(Stored data entries)
►

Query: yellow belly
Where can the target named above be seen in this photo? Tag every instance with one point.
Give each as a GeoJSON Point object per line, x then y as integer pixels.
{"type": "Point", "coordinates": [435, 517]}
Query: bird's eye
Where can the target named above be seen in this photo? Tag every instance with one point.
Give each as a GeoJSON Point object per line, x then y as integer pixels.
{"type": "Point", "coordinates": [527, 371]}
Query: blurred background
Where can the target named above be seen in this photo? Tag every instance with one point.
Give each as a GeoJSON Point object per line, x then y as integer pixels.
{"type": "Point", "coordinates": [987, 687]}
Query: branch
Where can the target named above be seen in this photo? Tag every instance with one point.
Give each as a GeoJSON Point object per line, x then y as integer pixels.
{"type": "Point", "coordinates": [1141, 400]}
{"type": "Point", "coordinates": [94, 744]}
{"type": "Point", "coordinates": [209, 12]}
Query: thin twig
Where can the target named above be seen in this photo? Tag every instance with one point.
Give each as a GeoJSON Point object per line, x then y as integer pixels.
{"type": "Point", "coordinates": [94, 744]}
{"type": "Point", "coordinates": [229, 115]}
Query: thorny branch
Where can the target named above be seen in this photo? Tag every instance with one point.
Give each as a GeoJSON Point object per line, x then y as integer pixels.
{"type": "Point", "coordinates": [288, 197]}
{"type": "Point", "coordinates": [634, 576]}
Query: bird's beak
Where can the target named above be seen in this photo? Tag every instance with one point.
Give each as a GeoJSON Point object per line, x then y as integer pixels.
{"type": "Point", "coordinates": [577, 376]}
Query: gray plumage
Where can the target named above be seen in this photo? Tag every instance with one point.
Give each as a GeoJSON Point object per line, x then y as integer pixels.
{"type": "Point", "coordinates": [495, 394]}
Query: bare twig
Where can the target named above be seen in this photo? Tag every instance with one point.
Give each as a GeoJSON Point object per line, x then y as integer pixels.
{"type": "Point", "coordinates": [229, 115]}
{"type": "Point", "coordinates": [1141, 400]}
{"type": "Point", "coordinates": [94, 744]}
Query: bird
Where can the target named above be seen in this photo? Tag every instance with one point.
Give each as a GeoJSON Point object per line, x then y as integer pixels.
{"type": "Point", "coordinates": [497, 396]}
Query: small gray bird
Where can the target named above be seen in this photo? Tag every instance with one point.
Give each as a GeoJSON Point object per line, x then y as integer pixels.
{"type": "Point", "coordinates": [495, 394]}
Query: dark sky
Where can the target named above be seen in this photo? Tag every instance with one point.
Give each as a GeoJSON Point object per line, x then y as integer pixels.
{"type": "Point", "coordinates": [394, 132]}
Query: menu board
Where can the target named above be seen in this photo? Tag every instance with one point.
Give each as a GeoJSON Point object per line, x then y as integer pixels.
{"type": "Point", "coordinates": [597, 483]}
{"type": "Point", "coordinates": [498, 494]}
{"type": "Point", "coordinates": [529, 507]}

◄

Determine the number of lines in the data that include the word "bird", and provide that number without comment.

4